Given problem — Output the listing as a two-column CSV with columns input and output, starting at the line that contains "You are given a visual scene. Your task: identify every yellow" and ending at the end of the listing. Give one row per text-and-answer pair, with the text in input and its answer in output, each in a single double-quoted field with line breaks turned into spaces.

● ● ● ● ● ● ●

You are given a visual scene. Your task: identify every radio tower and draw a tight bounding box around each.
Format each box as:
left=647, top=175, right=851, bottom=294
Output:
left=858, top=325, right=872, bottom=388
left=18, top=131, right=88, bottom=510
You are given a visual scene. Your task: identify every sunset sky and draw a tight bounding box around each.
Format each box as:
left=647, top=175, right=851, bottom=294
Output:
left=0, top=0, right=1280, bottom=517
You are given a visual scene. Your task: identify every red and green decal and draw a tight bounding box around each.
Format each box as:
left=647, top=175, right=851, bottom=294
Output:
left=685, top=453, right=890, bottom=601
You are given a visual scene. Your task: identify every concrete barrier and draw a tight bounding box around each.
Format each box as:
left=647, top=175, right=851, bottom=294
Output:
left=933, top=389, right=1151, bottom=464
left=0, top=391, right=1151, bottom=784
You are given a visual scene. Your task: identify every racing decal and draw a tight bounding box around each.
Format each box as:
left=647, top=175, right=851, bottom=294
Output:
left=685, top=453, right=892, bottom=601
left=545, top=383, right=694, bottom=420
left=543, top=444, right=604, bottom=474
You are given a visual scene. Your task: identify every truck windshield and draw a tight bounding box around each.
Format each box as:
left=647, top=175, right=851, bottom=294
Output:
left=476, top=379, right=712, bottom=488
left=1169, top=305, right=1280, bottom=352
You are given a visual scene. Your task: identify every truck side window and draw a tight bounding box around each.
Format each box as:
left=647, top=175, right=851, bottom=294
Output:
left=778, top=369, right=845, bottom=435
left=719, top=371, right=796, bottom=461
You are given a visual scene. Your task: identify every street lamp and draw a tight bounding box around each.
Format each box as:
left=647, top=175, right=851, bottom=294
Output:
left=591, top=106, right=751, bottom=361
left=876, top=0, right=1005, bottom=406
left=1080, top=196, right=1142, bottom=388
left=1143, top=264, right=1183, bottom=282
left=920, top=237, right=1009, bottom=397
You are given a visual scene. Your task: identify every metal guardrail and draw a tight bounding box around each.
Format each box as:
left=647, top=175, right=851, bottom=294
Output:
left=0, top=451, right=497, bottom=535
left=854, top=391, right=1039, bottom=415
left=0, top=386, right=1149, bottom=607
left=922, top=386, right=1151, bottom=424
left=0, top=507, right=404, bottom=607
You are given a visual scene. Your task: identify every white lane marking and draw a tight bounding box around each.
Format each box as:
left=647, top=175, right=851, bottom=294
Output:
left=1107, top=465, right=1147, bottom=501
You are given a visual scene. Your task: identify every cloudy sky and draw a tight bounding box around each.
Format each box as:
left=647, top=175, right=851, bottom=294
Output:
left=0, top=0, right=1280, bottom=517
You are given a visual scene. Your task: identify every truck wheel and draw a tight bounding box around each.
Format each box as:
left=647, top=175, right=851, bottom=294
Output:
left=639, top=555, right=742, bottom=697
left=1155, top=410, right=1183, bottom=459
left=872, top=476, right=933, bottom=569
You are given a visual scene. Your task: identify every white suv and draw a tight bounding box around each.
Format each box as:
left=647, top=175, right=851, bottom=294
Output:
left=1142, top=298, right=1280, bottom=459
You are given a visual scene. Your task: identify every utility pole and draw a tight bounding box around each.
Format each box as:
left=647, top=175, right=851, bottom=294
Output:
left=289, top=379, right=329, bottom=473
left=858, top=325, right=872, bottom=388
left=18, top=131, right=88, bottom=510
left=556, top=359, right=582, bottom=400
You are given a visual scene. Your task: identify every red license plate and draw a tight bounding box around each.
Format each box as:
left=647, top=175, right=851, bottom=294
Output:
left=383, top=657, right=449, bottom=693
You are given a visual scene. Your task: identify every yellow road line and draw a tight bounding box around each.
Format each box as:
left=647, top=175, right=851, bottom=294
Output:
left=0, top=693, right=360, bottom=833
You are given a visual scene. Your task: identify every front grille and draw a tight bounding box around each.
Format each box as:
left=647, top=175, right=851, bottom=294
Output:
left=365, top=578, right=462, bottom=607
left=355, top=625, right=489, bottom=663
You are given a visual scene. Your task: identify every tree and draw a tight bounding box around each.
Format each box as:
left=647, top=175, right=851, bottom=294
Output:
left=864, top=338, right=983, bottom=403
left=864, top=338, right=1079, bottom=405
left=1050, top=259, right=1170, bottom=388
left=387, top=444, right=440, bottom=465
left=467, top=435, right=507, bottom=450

● ● ● ● ● ● ●

Written solution —
input,output
"You are given a visual scene. Your task: identify every yellow road line and draw a tight bounding box around each. Format each box as: left=647, top=175, right=851, bottom=294 Output:","left=0, top=693, right=360, bottom=833"
"You are given a visual scene. Your task: identify every front grille and draw a tight bounding box around each. Format each box as: left=647, top=175, right=851, bottom=294 Output:","left=365, top=578, right=462, bottom=607 left=355, top=625, right=489, bottom=663"
"You are given a visual scene. Your task: identify every tree and draw a tight bounding box around each. Format each box as: left=647, top=175, right=851, bottom=294 Output:","left=864, top=338, right=983, bottom=403 left=864, top=338, right=1079, bottom=405 left=1050, top=259, right=1170, bottom=388 left=387, top=444, right=440, bottom=465 left=467, top=435, right=507, bottom=450"